Exercise brief
Verbatim reproduction of the entries is required; images must be omitted.

** Dataset records follows **

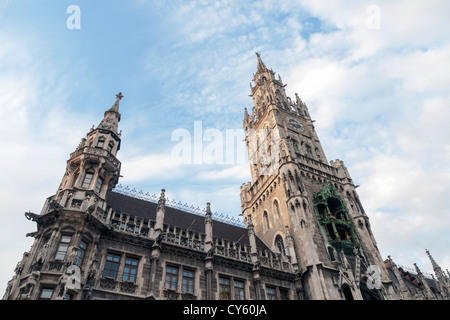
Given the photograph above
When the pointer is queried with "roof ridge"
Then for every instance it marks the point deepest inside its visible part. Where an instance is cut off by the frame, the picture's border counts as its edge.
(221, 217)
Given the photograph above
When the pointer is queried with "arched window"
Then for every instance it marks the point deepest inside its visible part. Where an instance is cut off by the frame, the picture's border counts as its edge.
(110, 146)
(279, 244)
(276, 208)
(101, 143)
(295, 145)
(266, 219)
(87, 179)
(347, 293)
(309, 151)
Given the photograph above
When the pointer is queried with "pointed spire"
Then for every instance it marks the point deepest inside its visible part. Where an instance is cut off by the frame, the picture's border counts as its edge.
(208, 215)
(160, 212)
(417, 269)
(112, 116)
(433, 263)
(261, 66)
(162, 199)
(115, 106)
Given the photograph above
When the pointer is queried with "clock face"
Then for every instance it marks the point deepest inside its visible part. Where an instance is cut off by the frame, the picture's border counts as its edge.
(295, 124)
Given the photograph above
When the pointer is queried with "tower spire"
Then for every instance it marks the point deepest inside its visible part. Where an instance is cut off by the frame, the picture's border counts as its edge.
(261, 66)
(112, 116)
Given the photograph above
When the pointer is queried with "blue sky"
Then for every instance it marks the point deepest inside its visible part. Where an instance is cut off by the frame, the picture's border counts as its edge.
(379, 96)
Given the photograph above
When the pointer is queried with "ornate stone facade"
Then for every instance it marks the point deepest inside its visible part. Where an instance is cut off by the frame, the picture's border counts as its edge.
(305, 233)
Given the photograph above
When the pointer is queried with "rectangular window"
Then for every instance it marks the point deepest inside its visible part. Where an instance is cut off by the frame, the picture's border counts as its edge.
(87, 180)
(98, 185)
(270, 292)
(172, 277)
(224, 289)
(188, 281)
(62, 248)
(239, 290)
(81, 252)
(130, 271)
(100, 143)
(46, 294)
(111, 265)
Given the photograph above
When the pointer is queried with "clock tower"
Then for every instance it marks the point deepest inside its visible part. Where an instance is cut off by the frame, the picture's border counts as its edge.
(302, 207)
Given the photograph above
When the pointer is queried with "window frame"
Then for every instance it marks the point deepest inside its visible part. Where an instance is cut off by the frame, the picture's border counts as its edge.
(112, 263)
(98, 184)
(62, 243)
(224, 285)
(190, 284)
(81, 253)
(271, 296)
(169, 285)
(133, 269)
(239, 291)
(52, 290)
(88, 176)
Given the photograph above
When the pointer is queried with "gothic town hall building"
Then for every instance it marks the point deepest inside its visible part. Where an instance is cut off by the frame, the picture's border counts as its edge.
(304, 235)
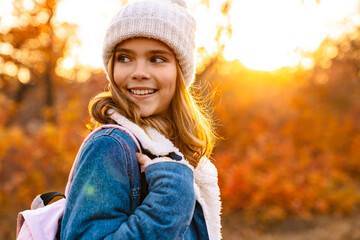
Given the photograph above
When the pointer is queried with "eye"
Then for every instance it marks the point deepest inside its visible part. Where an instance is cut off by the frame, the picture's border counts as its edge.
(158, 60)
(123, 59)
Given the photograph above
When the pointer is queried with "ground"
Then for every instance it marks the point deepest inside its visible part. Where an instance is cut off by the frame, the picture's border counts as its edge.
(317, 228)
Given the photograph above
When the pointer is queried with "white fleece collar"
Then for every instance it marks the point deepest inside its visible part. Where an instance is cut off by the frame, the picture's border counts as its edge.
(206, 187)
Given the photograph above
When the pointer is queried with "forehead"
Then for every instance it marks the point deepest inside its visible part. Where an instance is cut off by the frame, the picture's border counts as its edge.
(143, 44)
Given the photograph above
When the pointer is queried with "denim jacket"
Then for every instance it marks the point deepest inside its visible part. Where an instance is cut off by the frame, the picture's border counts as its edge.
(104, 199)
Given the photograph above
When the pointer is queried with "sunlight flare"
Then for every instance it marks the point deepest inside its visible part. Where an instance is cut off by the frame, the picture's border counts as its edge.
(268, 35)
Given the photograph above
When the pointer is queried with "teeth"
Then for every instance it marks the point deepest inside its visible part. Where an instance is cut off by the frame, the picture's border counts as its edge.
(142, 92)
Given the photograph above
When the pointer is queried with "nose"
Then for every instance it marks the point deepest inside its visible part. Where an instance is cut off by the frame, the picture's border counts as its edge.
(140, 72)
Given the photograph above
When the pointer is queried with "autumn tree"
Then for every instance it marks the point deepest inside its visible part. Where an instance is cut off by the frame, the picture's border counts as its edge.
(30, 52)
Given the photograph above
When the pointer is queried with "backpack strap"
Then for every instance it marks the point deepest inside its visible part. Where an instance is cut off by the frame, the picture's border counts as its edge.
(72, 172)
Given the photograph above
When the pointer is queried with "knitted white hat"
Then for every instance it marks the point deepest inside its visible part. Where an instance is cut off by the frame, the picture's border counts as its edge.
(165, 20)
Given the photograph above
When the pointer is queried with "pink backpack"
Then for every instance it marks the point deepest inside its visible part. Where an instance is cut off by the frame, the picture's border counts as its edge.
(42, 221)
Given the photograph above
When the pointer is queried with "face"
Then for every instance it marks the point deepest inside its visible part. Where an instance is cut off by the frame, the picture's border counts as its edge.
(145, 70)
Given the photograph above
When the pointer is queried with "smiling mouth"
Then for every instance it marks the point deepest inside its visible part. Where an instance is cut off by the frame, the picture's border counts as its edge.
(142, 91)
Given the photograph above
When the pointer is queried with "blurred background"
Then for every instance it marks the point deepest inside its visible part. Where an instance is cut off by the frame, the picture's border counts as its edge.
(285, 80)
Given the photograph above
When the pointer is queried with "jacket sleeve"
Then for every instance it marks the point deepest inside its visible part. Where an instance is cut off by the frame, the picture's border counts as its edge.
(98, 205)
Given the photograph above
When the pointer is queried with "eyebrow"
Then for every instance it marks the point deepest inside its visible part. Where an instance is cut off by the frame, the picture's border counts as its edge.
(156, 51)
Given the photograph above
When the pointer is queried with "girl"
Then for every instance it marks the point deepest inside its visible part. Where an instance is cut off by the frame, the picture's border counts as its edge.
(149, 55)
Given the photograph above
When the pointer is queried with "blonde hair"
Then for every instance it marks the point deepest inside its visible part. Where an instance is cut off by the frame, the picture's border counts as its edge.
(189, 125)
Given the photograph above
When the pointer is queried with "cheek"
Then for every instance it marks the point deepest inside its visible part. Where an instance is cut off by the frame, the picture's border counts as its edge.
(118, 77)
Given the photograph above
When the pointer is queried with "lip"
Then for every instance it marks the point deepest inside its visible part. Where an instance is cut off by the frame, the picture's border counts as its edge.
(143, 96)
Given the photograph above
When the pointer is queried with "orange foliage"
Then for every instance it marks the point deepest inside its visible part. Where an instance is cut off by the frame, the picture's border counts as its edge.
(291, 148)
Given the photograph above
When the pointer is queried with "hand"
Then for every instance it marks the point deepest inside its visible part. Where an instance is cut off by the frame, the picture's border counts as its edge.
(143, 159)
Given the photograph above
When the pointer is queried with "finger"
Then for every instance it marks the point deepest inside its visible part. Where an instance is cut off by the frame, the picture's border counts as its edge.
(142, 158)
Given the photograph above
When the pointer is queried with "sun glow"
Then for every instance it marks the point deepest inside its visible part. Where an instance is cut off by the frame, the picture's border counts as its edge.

** End of Dataset records **

Written response
Given the photograph above
When the pointer is queried with "roof ridge"
Then for every instance it marks the point deepest inside its visible part. Where an instance is cut off by the frame, the picture's border counts as its edge.
(221, 217)
Given the photograph above
When the pointer is queried with "arched window"
Then for every instance it marks the point deepest inside its visible part. Where an instance is cut off by the frame, the picture's border counts as its edge.
(110, 146)
(279, 244)
(276, 208)
(101, 143)
(295, 145)
(266, 219)
(87, 179)
(347, 293)
(309, 151)
Given the photograph above
When the pointer is queried with "pointed spire"
Then for every instance it marks the point deepest inside its visible part. Where an instance is cut off by the frame, the picture's border counts as its edge.
(208, 215)
(160, 212)
(417, 269)
(112, 116)
(433, 263)
(261, 66)
(162, 199)
(115, 106)
Given the photograph above
When the pointer is queried with "clock face"
Then for every instance it marks the point deepest inside its visible part. Where an instance is cut off by the frame, the picture's border counts as its edge.
(295, 124)
Given the photograph above
When the pointer is queried with "tower spire"
Then for every instance it marks the point deepest inside its visible part. Where an instance is cut off by the frame, the picture's border counts as its edge.
(261, 66)
(112, 116)
Given the photograph above
When the pointer is queried with "blue sky"
Then for every instance it marks the point deepest inside its visible part. Where an instance is cut off by the frame, the picture's border counts as its edge.
(379, 96)
Given the photograph above
When the pointer is queried with "ornate stone facade"
Then for every instance it marks the point deepest inside its visible part. Where an instance is cut off by the frame, the picture's border counts as its edge.
(305, 233)
Given the photograph above
When the pointer is queried with "rectangular window"
Then for every instance it marks the point deepest inside its visible part. Where an instance is cut off by the frame, the picture's border counts as its edge.
(87, 180)
(98, 185)
(270, 292)
(172, 277)
(224, 289)
(188, 281)
(62, 248)
(239, 290)
(81, 252)
(130, 271)
(100, 143)
(46, 294)
(111, 265)
Given the photograph above
When the pointer is queried with "clock tower"
Then for every instance it marks the point deepest inside its visible part. Where an instance is cut off by the frame, the picture's border counts as its edge.
(302, 207)
Given the photograph above
When the pointer is queried with "window frame"
Then for every instance it marks the point deepest inside its visible part. Where an instance is cut off by the frame, the picture's border counts as its edge.
(112, 263)
(98, 184)
(62, 243)
(224, 285)
(190, 284)
(81, 253)
(271, 296)
(169, 285)
(133, 269)
(239, 291)
(52, 290)
(88, 176)
Given the photograph above
When the pointer is queried with "gothic town hall building"
Then for every instance it marks the point deepest inside its visible part. Where an instance is cut off by the frame, the picture's border counts as its edge.
(304, 235)
Given the photograph above
When the pointer is queried with "eye"
Then for every instance it marks the point deepest inside its visible part. Where an instance is cut off by the frame, the picture's border counts as its edge.
(158, 60)
(123, 59)
Given the photograph above
When the pointer is queried with "ground"
Then for every instance it marks the point deepest inside its visible part. Where an instance is cut off by the frame, the picture's border counts as its edge.
(317, 228)
Given the photograph above
When the pointer is queried with "white fleece collar"
Then for every instance it marks the point deepest inside its visible part. Where an instance is cut off by the frame, the picture's border counts as its edge.
(206, 187)
Given the photograph above
When the pointer is queried with "forehead"
Then for every instance it marks the point deepest inside its visible part. Where an instance is cut off by the frame, the picture's border counts as its edge.
(143, 44)
Given the photograph above
When the pointer is queried with "denim jacket"
Then for every instance it marks the point deepest inside its visible part. Where an instance is cut off by the frame, the picture's border counts as its edge.
(104, 199)
Given the photograph above
When the pointer is queried with "sunlight flare"
Then for every instance it marks the point deepest inside its visible part. Where an instance is cut off by the frame, the picture's border counts as its edge.
(268, 35)
Given the photograph above
When the pointer is queried with "teeth"
Then for every instance it marks the point deepest inside its visible part. Where an instance is cut off by the frame, the picture's border counts as its edge.
(142, 92)
Given the photograph above
When the pointer is queried with "nose"
Then for every instance it marks the point deepest inside its visible part. Where an instance is cut off by the frame, the picture's border counts as its edge.
(140, 72)
Given the photograph above
When the pointer is queried with "autumn tree"
Then for every instance it marks the point deepest inside its visible part. Where an instance is cut off by the frame, the picture's border counts as its edge.
(30, 52)
Given the photograph above
When the pointer is queried with "backpack strap"
Then for every instance it marks the point deepest inside its visible part. Where an instance is cut off by the frame, the picture's border counts as its edge.
(72, 172)
Given the photograph above
When the pointer is queried with "knitted white hat"
Then for every instance it marks the point deepest inside its visible part. Where an instance is cut off by the frame, the picture's border counts as its edge.
(165, 20)
Given the photograph above
When the pointer is queried with "pink backpack"
Then for every instance it marks the point deepest inside its visible part. Where an instance is cut off by the frame, the picture's border counts as its edge.
(42, 221)
Given the photograph above
When the pointer is queried with "face"
Then for every instance it marks the point deepest inside its visible part. Where an instance is cut off by the frame, the picture's border counts as its edge.
(145, 70)
Given the photograph above
When the pointer is queried with "smiling mouth"
Then for every instance it marks the point deepest inside its visible part. Where an instance is cut off by the frame, the picture's border counts as its edge.
(142, 91)
Given the photograph above
When the pointer is queried with "blurred background"
Then for every instance it marks the point deepest inside its visible part. Where an instance is cut off by the frame, the picture's border counts as its edge.
(285, 80)
Given the photograph above
When the pointer is queried with "jacket sleeve"
Then for every instance it marks the point deepest inside its visible part. Where an instance is cut off by the frame, the picture's border counts as its edge.
(98, 205)
Given the photograph above
When the pointer is queried with "eyebrow"
Then for every instance it marks the point deepest inside its visible part. Where an instance is cut off by the frame, the picture's border counts as its edge.
(156, 51)
Given the photograph above
When the pointer is queried with "girl"
Then for every instance it marks the point deepest inside its visible part. Where an instance is cut off by the frame, the picture's border counts as its edge.
(149, 55)
Given the photograph above
When the pointer is queried with "blonde hair"
Then for every instance it marks the point deepest inside its visible part. Where an instance is cut off by the frame, the picture's border counts as its edge.
(189, 125)
Given the photograph above
When the pointer is queried with "cheek"
Then for every instance it marks the point deepest inside its visible part. Where an instance is cut off by the frame, the picture's border counts as its edge.
(118, 77)
Given the photograph above
When the pointer is queried with "lip"
Then for every instance it marks the point deepest inside its visible part. Where an instance is cut off by the frame, the picture's border counts as its edge.
(143, 96)
Given the photograph above
When the pointer is queried with "orange foliage"
Then for every instance it marks the point deepest inside its visible part. Where an instance is cut off by the frame, the picture's border counts as its edge.
(291, 148)
Given the photograph above
When the pointer is queried with "hand"
Then for every instance it marks the point deepest inside its visible part. Where an instance is cut off by the frame, the picture's border counts as its edge.
(143, 159)
Given the photograph above
When the pointer is queried with "finger"
Then for every instance it marks the point deepest inside its visible part. Where an instance is cut off by the frame, the picture's border counts as its edge.
(142, 158)
Given the photograph above
When the pointer is queried with "sun glow"
Then for every instance it marks the point deepest inside its visible part. Where an instance is cut off by the frame, the picture's border counts as its edge.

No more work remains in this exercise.